Goal of the exercise :: Reproduce the listing below verbatim.

◇ ◇ ◇ ◇ ◇

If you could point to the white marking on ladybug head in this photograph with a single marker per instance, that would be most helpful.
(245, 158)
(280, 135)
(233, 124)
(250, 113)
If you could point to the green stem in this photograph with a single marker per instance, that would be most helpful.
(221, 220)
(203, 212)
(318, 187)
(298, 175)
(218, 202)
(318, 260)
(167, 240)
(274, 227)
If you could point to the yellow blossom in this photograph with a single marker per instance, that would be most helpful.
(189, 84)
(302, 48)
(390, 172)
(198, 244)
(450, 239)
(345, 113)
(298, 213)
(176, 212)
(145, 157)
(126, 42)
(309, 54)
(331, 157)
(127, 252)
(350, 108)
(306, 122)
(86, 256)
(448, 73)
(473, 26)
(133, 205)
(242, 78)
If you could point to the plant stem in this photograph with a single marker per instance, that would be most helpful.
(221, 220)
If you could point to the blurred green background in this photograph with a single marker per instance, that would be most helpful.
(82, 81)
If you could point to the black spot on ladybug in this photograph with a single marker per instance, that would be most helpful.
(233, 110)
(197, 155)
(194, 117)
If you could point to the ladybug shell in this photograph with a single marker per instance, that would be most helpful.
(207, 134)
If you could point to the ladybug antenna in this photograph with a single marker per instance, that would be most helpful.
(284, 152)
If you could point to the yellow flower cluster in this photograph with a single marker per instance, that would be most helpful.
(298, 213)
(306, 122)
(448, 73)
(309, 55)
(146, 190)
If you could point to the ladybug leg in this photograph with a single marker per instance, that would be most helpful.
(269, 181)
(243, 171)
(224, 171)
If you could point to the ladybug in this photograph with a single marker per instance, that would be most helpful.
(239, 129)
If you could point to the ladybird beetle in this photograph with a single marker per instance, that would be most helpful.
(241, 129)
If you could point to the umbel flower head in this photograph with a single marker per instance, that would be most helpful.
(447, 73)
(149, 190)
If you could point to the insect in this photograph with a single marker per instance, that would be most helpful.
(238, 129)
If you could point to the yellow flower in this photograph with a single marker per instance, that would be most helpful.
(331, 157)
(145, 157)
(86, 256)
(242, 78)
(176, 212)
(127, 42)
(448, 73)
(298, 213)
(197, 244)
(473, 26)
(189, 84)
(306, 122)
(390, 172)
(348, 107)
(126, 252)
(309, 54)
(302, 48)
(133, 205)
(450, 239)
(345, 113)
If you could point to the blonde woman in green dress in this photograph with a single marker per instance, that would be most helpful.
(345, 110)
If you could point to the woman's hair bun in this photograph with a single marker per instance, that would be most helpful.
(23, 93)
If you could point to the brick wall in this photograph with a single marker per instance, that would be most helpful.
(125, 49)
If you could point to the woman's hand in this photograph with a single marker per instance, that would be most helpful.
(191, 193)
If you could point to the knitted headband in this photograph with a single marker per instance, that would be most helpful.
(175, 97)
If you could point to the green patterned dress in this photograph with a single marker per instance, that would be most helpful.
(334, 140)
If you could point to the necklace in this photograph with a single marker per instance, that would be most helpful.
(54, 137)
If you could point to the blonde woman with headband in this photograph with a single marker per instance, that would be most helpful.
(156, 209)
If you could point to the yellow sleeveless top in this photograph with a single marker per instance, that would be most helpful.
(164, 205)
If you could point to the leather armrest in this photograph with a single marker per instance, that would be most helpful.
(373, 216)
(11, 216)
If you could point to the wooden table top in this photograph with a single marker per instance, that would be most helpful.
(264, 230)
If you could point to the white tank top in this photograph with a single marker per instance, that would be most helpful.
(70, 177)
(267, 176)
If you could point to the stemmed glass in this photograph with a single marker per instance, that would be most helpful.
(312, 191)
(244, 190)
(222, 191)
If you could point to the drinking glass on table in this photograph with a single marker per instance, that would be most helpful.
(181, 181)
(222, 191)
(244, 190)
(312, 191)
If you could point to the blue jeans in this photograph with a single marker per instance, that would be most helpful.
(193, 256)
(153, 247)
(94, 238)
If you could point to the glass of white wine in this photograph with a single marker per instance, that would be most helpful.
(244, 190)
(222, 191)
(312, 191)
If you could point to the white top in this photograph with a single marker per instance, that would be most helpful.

◇ ◇ ◇ ◇ ◇

Solution ::
If you could point to the white marking on ladybug head in this photograph with a single marker per instance, that would be most helpful.
(245, 158)
(280, 135)
(233, 124)
(250, 113)
If you could point to the green stem in this photograph with a single marker per instance, that would be most helpful.
(221, 220)
(203, 212)
(318, 187)
(298, 175)
(218, 202)
(318, 260)
(167, 240)
(274, 227)
If you could point to the yellow blossom in this photograph with a single marker per instance, that would be most helpful.
(189, 84)
(302, 48)
(390, 172)
(198, 244)
(450, 239)
(345, 113)
(298, 213)
(176, 212)
(145, 157)
(126, 42)
(309, 54)
(331, 157)
(127, 252)
(350, 108)
(306, 122)
(86, 256)
(448, 73)
(473, 26)
(133, 205)
(242, 78)
If you could point to the plant stem in this photograph with a single marker per instance, that would be most helpful.
(221, 220)
If you could point to the blurred green background in this photograph with a single marker per instance, that would be most helpful.
(82, 81)
If you could point to the black spot on ladybug in this photograph with a single marker per instance, that would be most helpful.
(233, 110)
(197, 155)
(194, 117)
If you could point to the ladybug shell in this photograph with a single marker per instance, that would be most helpful.
(207, 134)
If you could point to the ladybug antenna in this photograph with a single marker per instance, that would be most helpful.
(284, 152)
If you could point to the yellow flower cluster in this photograph with a single marker per instance, that would be most helpful.
(298, 213)
(306, 122)
(448, 73)
(309, 55)
(146, 190)
If you could point to the ladybug leg in this photograph with a single marker per instance, that would be most helpful.
(269, 181)
(243, 171)
(224, 171)
If you could point to the ladybug in this photograph with a single marker per instance, that would be most helpful.
(239, 129)
If you could point to the ladybird beetle in this photograph with a single marker per instance, that would be most helpful.
(241, 129)
If you could point to the umbel flower head in this photograph with a single marker per instance, that would be most helpful.
(447, 73)
(149, 190)
If you could point to the insect in this photograph with a single marker per instance, that would be most helpful.
(238, 129)
If you could point to the yellow flower in this photograph with a single marker per instance, that would be most helpful.
(331, 157)
(145, 157)
(86, 256)
(242, 78)
(176, 212)
(127, 42)
(448, 73)
(298, 213)
(197, 244)
(473, 26)
(189, 84)
(306, 122)
(390, 172)
(348, 107)
(126, 252)
(309, 54)
(302, 48)
(133, 205)
(450, 239)
(345, 113)
If you could point to the blonde woman in green dress in this photograph with a single marker per instance, that would be most helpful.
(345, 110)
If you could point to the woman's hair bun in this photograph with a single marker per instance, that would be most helpful.
(23, 93)
If you could point to the brick wall in this photograph with a single marker per instance, that would be most helpful.
(125, 49)
If you could point to the woman's hand in this photograph with a single marker per instance, that would be most helpful.
(191, 193)
If you could point to the knitted headband in this photograph with a single marker per instance, that would be most helpful.
(175, 97)
If you could point to the green patterned dress in this photograph with a single marker per instance, that would be most helpful.
(334, 140)
If you could point to the necklace in this photograph with a single marker per instance, that would be most helpful.
(54, 137)
If you could point to the blonde woman with headband in this photograph with a single marker per instance, that would be most helpful.
(156, 209)
If you could point to the yellow sleeveless top in this photograph with a single marker per instance, that would be most helpful.
(164, 205)
If you could point to the leather armrest in this photograph with a single marker per instance, that would be most helpful.
(373, 216)
(11, 216)
If you could point to the wooden table top in this photograph with a single marker per instance, that would be most helpful.
(264, 230)
If you could point to the white tank top in this photograph with a single marker per instance, that would be most helpful.
(70, 177)
(267, 176)
If you could point to the stemmed glass in this photograph with a single marker per instance, that would be most helpful.
(312, 191)
(244, 190)
(222, 191)
If you could point to the drinking glass on table in this photograph with a single marker per instance, that would be most helpful.
(181, 181)
(222, 191)
(244, 190)
(312, 191)
If you could point to the blue jeans in this photograph with a single marker per instance, that would be most helpful.
(193, 256)
(153, 247)
(94, 238)
If you could point to the glass of white wine in this photograph with a single marker per instance, that would be most helpful.
(244, 190)
(222, 191)
(312, 191)
If you could point to the white top in this photograph with a single marker per instance, that would be most helpful.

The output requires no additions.